Extract every line of the material below and reproduce each one verbatim, without alteration.
+--
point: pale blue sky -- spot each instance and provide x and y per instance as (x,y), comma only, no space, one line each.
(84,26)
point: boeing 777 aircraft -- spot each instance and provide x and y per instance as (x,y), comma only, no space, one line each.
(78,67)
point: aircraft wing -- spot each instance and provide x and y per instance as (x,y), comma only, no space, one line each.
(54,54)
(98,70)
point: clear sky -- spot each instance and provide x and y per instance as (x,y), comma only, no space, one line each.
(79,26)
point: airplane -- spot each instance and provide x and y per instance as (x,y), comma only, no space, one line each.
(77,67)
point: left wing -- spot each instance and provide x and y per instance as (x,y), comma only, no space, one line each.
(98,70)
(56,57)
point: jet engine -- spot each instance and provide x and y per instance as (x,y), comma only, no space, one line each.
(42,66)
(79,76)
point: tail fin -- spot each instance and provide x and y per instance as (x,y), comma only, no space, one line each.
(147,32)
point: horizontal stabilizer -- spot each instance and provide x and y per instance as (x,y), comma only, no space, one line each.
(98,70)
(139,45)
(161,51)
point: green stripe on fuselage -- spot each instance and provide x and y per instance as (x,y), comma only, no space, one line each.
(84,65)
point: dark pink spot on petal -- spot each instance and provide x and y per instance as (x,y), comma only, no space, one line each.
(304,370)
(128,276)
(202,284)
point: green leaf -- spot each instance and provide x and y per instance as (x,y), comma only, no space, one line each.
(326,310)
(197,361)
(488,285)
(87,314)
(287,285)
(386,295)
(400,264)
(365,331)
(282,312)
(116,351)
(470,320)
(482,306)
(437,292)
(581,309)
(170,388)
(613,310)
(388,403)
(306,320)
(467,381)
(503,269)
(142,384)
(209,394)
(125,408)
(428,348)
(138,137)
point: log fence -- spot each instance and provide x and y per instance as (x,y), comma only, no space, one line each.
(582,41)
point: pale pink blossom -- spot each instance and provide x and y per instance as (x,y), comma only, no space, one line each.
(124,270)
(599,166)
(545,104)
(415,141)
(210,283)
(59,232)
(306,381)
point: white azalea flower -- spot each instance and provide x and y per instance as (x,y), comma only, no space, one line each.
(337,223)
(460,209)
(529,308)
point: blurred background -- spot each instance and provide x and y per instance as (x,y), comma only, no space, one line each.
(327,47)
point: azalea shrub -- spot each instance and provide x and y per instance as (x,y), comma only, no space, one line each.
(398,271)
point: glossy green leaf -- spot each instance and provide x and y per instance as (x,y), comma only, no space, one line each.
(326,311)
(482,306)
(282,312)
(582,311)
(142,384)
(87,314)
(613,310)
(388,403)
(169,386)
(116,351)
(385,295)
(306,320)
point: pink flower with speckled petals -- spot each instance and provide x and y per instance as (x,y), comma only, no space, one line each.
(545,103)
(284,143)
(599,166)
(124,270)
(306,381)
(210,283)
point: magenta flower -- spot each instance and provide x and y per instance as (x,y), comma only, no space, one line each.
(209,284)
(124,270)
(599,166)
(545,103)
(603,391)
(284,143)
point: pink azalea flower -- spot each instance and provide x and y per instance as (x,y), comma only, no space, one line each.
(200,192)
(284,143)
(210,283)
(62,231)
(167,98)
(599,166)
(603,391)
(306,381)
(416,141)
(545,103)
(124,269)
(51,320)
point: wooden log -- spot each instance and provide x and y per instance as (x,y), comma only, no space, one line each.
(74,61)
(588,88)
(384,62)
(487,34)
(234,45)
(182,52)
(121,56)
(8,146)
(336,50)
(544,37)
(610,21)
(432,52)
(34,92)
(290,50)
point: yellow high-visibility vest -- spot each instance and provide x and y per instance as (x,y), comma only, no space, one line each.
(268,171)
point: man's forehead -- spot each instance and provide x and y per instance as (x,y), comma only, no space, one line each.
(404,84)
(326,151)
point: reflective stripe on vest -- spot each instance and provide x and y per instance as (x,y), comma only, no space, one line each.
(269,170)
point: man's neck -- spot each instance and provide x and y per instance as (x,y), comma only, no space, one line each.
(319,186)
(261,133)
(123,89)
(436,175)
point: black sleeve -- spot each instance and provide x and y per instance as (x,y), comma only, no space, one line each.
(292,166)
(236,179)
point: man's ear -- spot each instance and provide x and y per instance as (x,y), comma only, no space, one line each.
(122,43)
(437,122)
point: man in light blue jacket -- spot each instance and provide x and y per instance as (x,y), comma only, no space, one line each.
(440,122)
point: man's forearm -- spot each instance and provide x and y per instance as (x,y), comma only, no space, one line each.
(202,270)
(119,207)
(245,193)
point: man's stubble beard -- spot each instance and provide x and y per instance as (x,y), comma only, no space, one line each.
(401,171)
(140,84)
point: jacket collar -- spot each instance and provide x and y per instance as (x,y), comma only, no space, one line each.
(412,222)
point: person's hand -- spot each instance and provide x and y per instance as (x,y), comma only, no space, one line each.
+--
FINAL ANSWER
point: pale blue sky -- spot each instance and provide x and y per instance as (x,y), comma only, no space, one line each.
(84,26)
point: boeing 777 aircraft -- spot each instance and provide x and y per instance as (x,y), comma only, no space, one line each.
(78,67)
point: aircraft wing -- spot each instance and provide x and y per instance as (x,y), comma only, no space, one line each.
(54,54)
(98,70)
point: clear sky -- spot each instance and provide x and y per instance as (x,y), comma only, no space, one line each.
(79,26)
point: airplane -- spot each instance and provide x and y per instance as (x,y), comma only, no space, one line each.
(77,67)
point: left wing -- spot each instance and provide x and y per instance as (x,y), comma only, no space, one line each.
(98,70)
(56,57)
point: jet engine -- spot each instance and provide x and y per instance as (x,y), comma only, no space, one line each.
(42,66)
(79,76)
point: tail fin -- spot each instance and provide x and y per instance as (x,y), comma only, no space, one line each.
(147,32)
point: horizontal stabilizer -- spot each instance and provide x and y per instance as (x,y), comma only, no space, one line each.
(98,70)
(139,45)
(161,51)
point: green stripe on fuselage -- spot each instance and provide x and y per instance as (x,y), comma only, no space, one line each.
(84,65)
point: dark pink spot on petal -- spot each instance and provide x and y per instance as (x,y), comma only, no space, one line each.
(304,370)
(128,276)
(202,284)
point: green leaf -- spot each instance and provide x and y per instance as (x,y), comma only, no space, one line each.
(326,310)
(197,361)
(488,285)
(87,314)
(287,285)
(386,295)
(400,264)
(365,331)
(282,312)
(116,351)
(470,320)
(482,306)
(437,292)
(581,309)
(170,388)
(613,310)
(388,403)
(306,320)
(467,381)
(503,269)
(142,384)
(209,394)
(125,408)
(428,348)
(138,137)
point: log fence -- spot each instance and provide x and y per instance as (x,y), comma only, no space, one line each.
(582,41)
point: pale pink blossom -- spot each instance and provide x and y per instance as (x,y), comma only, no space, one line each.
(124,270)
(599,166)
(545,104)
(415,141)
(210,283)
(59,232)
(306,381)
point: white azalea flower -- spot each instance and provide x and y per instance as (x,y), comma only, no space, one line each.
(337,223)
(460,209)
(529,308)
point: blurred background -- spot each instance and provide x and y per instance as (x,y), comma only, no space, one line each.
(327,47)
point: azalea shrub -- spot each instance and provide x and y per instance as (x,y), comma only, no space, one line each.
(398,271)
point: glossy green leaf -- spot each instance and provide x and y per instance as (x,y), comma only, no space, one line each.
(326,311)
(482,306)
(282,312)
(582,311)
(142,384)
(87,314)
(613,310)
(388,403)
(169,386)
(116,351)
(385,295)
(306,320)
point: pink flower with speckled petals -- spot each instance and provide x and y per instance as (x,y), comma only, no space, one line each.
(545,103)
(284,143)
(599,166)
(124,270)
(306,381)
(210,283)
point: magenta flower -- spot each instance and provide x and y per instance as (x,y), comma only, no space, one line each.
(209,284)
(124,270)
(599,166)
(545,103)
(603,391)
(284,143)
point: pink azalea flower -- spot each instance and provide x and y per instance as (x,y), comma only, no space, one line each.
(200,192)
(284,143)
(210,283)
(62,231)
(167,98)
(599,166)
(603,391)
(306,381)
(416,141)
(545,103)
(124,269)
(51,320)
point: wooden log -- spot each instance and provide x and y per instance as (x,y), comma only, no space, one line each.
(74,61)
(588,88)
(384,62)
(487,34)
(234,45)
(182,52)
(121,56)
(8,146)
(336,50)
(544,37)
(610,21)
(432,52)
(34,92)
(290,50)
point: yellow high-visibility vest -- spot each instance and provide x and y per instance as (x,y), comma only, no space, one line each.
(268,171)
point: man's forehead -- spot each instance and provide x and y per instance as (x,y), comma only, no space, one line each.
(404,84)
(326,151)
point: reflective stripe on vest -- spot each instance and provide x and y per instance as (x,y), comma only, no space, one line each.
(269,170)
point: man's neck -- spot each instance and provide x and y per instance as (x,y), comma only, no space, one line each.
(319,186)
(261,133)
(123,89)
(436,175)
point: black sleeve -- spot each instance and provide x and y per instance as (x,y), comma only, no space, one line each.
(292,166)
(236,179)
point: man's ear -- spot each instance and provide x and y per instance as (x,y), comma only, no space, one line each.
(122,43)
(437,122)
point: man in light blue jacket -- spot each instance and provide x and y per instance as (x,y), comma only, no space, one line each.
(440,122)
point: man's forearm -- spot each instance and provide x and y per instance as (x,y), comma only, no space, one line each.
(202,270)
(119,207)
(245,193)
point: man's stubble beard -- spot each instance and provide x and y per instance as (x,y), comma only, no space, one line each.
(401,171)
(140,84)
point: jacket collar -- spot each instance and provide x and y per instance as (x,y), comma only, no space, one line each.
(412,222)
point: person's hand -- spot each instance and provide x and y per instance as (x,y), comma only, no space, one line each.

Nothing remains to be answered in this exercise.